> [Passage]:

──────────────────────────────

The US initiated the war with 2,000 US troops, and by 1963, had invested 16,300 members in Vietnam. Addressing the Sixth Session of the Second National Assembly of the DRV on May 8, 1963, Ho Chi Minh stated that “Our fatherland is temporarily divided in two. The US imperialists are intensifying their aggressive war in South Vietnam. Our southern compatriots are being trampled upon by the brutal US-Diem regime.” It wasn’t until January 17, 1973, that the Paris Peace Agreements were signed. The accords called for an immediate ceasefire, the full removal of the US military, and negotiations between the two states for the reunification of Vietnam. The Paris Peace Agreement allowed the US to pull out of the war, leaving the South to crumble on its own. It wasn’t until two years later, on April 30, 1975, that the North would capture Saigon, bringing the Vietnam War to an end (Mintz & McNeil, 2018).
When the Vietnam War is the topic of conversation, it is most commonly represented with images associated with unimaginable scales of death and the advanced military machinery that creates them: attack helicopters flying over jungles, flamethrowers burning down entire villages, and soldiers enacting war crimes on civilians. The study of these signs and symbols, which signify the war as the referent object and shape its perception, is known as semiotics. This research paper requires a basic understanding of semiotics and the theories of Stuart Hall and Noam Chomsky in the deconstruction of US narratives on the Vietnam War.
Stuart Hall’s encoding/decoding model of communication is a theory that outlines how media messages are produced, circulated, and interpreted. His work was a departure from the traditional linear model of communication, which suggested a direct transmission of meaning from sender to receiver. Encoding is the process by which the creator (sender) constructs the message. This involves not only content but also the conscious and unconscious influences that affect the creation of the message (ideological frameworks, production practices, regulatory frameworks, and professional codes). The encoded message contains both the literal content and the sender’s intended meaning, which is shaped by these various factors.
Decoding is the process by which the audience interprets and understands the message. In Hall’s theory, the audience does not passively accept the sender’s intended message. Instead, they interpret the meaning based on their own cultural background, experiences, and beliefs. Hall identified three positions from which decoding can be constructed: dominant reading, in which the audience decodes the message the way the sender intended; negotiated reading, where the audience acknowledges the dominant meaning but adapts it as they see fit; and oppositional reading, where the audience detests the dominant message and interprets the message in an entirely different context that may be at odds with the intended meaning.
Hall’s encoding/decoding model has had significant implications for media studies and cultural studies, particularly in understanding how media can reinforce social norms and power structures. The model suggests that communication is a dynamic process where meanings are not simply imparted by the sender to the receiver but are actively constructed by both parties. It also emphasizes the importance of the social context in which media is consumed and the potential for diverse interpretations of media texts.
Noam Chomsky introduced the five filters of media. In his research, Chomsky carves out the influences of mass media and how it is used to manufacture the consent of its audience. There are five filters through which media is channeled and controlled that produce its particular ideological slant. The first of these filters is ownership, exemplified by the originators of mass media: large corporate firms with even bigger conglomerates that are focused on profit, which means critical journalism takes second place to the needs and interests of the corporation. The second filter is advertising, which exposes the real role of advertising as vying to pay for your attention. The third filter is the media elite, which ensures that journalism cannot be a check on power because the very system encourages complicity. The fourth filter is flak, the backlash that journalists, whistleblowers, and sources get when they stray from the consensus. When the story is inconvenient for the powers that be, you’ll see the flak machine in action, discrediting sources, trashing stories, and diverting conversations. The last of these filters is a common enemy, wherein to manufacture consent, a boogeyman—whether as communists, terrorists, immigrants, etc.—helps to corral public opinion. The five filters of media can be applied to all entities controlling the flow of information but are specific to media in the United States.

──────────────────────────────

> [Supplied information]:
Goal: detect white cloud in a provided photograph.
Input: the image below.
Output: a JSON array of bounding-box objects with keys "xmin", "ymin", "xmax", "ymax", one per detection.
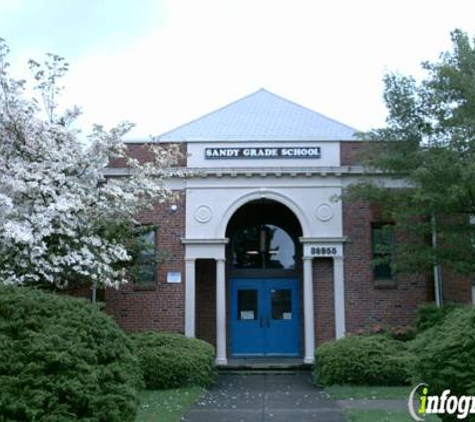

──────────────────────────────

> [Exercise requirements]:
In the Vietnam War passage, why does Chomsky's ownership filter put critical journalism in second place? Explain in one to three sentences.

> [Task solution]:
Mass media comes from large corporate firms and even bigger conglomerates that are focused on profit. Because of that focus, critical journalism takes second place to the needs and interests of the corporation.